→ **Aim**
Select each line in the records that contains the string "What" and copy those lines. Case counts.

Image annotation data:

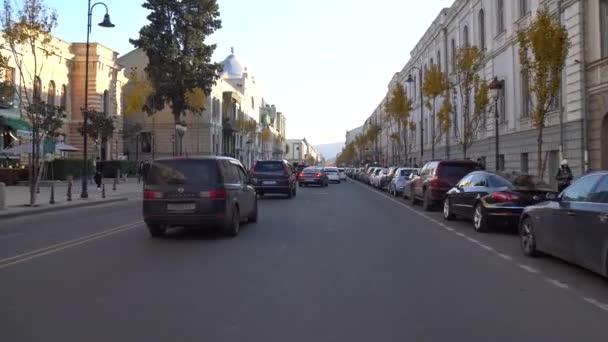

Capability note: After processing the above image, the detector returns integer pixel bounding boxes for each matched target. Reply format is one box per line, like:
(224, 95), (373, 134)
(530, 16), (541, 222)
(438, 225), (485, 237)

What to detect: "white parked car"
(325, 167), (340, 183)
(338, 168), (346, 181)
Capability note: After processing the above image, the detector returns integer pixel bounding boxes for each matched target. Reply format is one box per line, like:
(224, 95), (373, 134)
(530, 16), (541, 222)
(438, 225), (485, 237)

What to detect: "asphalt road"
(0, 181), (608, 342)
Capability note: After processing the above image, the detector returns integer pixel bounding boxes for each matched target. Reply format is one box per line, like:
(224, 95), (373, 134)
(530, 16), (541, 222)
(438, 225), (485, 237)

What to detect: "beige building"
(119, 50), (286, 167)
(0, 37), (125, 159)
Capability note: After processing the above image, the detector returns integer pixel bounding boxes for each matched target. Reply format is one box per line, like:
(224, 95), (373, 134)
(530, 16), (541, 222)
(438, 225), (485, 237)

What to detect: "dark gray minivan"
(143, 156), (258, 237)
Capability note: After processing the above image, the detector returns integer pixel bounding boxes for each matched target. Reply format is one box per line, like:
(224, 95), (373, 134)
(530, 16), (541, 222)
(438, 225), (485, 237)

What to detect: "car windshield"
(438, 163), (476, 179)
(253, 162), (284, 172)
(146, 159), (218, 185)
(501, 173), (554, 191)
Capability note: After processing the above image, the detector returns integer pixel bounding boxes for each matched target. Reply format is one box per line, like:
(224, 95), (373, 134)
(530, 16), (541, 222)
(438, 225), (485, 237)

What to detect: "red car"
(409, 160), (478, 211)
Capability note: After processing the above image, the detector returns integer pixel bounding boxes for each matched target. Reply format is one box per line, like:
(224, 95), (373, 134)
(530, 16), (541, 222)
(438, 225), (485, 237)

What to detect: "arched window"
(32, 76), (42, 102)
(59, 84), (68, 110)
(479, 9), (486, 50)
(46, 81), (57, 106)
(496, 0), (505, 34)
(102, 90), (110, 115)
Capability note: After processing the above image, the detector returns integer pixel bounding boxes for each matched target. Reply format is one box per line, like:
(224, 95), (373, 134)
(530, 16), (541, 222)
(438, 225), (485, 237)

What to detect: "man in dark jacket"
(555, 159), (573, 192)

→ **Exercise response**
What to detect: "white parked car"
What to detect: "asphalt road"
What to detect: "beige building"
What to detect: "dark gray minivan"
What to detect: "car windshield"
What to detect: "red car"
What to detect: "arched window"
What to detect: "man in dark jacket"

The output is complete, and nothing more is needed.